■ DATA FOR PROCESSING:
********************

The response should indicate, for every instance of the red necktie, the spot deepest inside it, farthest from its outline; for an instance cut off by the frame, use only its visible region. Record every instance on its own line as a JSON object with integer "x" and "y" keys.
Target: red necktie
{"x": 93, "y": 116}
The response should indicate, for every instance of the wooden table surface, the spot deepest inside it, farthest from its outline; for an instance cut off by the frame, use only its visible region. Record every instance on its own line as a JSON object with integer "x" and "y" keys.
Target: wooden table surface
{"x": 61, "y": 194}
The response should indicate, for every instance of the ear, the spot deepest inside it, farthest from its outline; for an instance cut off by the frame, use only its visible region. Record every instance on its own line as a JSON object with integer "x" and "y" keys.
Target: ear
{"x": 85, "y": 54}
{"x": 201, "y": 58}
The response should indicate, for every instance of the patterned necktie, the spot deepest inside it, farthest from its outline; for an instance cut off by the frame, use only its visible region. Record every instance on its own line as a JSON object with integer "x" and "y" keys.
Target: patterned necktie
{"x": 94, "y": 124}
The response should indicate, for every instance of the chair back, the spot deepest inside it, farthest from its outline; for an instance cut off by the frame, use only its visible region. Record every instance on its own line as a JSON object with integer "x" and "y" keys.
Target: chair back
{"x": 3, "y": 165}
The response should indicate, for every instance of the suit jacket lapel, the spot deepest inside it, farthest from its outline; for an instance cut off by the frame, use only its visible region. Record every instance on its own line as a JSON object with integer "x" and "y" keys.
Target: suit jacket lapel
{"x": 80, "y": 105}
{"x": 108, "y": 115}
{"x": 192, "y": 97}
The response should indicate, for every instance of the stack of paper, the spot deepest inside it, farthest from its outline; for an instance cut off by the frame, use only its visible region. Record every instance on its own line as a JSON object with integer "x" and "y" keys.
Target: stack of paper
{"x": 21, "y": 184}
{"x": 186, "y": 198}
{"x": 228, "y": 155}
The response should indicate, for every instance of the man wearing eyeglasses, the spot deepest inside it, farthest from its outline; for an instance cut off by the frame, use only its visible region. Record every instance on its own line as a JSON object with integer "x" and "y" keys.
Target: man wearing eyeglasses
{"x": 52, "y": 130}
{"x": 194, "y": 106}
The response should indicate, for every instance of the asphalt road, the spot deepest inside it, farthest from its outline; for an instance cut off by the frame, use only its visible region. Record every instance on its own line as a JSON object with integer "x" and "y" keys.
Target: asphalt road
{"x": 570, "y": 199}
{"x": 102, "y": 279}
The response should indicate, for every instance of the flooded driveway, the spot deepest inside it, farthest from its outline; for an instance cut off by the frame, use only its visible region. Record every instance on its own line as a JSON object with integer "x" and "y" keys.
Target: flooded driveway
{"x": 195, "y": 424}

********************

■ EXERCISE AIM: Each entry shown above is to be duplicated exactly.

■ RESULT BELOW:
The response should indicate, for every instance of the red necktie, the spot deepest inside it, farthest from its outline; for an instance cut off by the frame, use only its visible region. Record every instance on its own line as a JSON object with integer "x" and "y" keys.
Target: red necktie
{"x": 93, "y": 116}
The response should indicate, for every instance of the wooden table surface, the spot deepest inside it, farthest from its outline; for an instance cut off by the frame, use only its visible region. Record every instance on its own line as a JSON object with integer "x" and "y" keys.
Target: wooden table surface
{"x": 61, "y": 194}
The response should indicate, for every instance of the ear, the spot deepest inside it, farthest from its outline; for an instance cut off by the frame, use only its visible region. Record every instance on its own line as a JSON object with integer "x" and "y" keys.
Target: ear
{"x": 85, "y": 54}
{"x": 201, "y": 58}
The response should indicate, for every instance of the patterned necktie, the spot deepest inside it, farthest from its outline; for an instance cut off by the frame, use only its visible region. Record every instance on its own line as a JSON object with integer "x" and "y" keys.
Target: patterned necktie
{"x": 94, "y": 124}
The response should indicate, for every instance of the chair back, the spot deepest inside it, farthest from its outline; for an instance cut off by the frame, use only its visible region. Record every instance on its own line as a JSON object with integer "x" and "y" keys.
Target: chair back
{"x": 3, "y": 165}
The response should indicate, for every instance of the suit jacket lapel, the spot deepest inside it, farthest from its outline; for an instance cut off by the frame, use only its visible region. Record every instance on its own line as a JSON object with integer "x" and "y" keys.
Target: suit jacket lapel
{"x": 80, "y": 105}
{"x": 108, "y": 115}
{"x": 192, "y": 97}
The response should indicate, for every instance of the stack of paper, the spot deepest inside it, farthest from its outline; for an instance cut off by the frame, use only its visible region. Record every instance on its own line as a JSON object with integer "x" and "y" keys.
Target: stack of paper
{"x": 21, "y": 184}
{"x": 186, "y": 198}
{"x": 228, "y": 155}
The response should indicate, for every instance of the man wearing eyeglasses, the spot deepest inside it, farthest from its outline; for an instance cut off by the frame, use only its visible region. Record every instance on its own line as a JSON object with integer "x" and "y" keys.
Target: man wearing eyeglasses
{"x": 52, "y": 130}
{"x": 194, "y": 106}
The response should indicate, for every instance of the asphalt road, the spot deepest inside it, farthest from its outline; for an instance cut off by the frame, use only its visible region. Record every instance on its own line as a JSON object with integer "x" and "y" keys.
Target: asphalt road
{"x": 570, "y": 199}
{"x": 102, "y": 279}
The response should indicate, for every instance of the flooded driveway, the spot deepest inside it, farthest from its outline; for an instance cut off by the frame, use only its visible region. Record every instance on its own line as a JSON object with integer "x" and "y" keys.
Target: flooded driveway
{"x": 195, "y": 424}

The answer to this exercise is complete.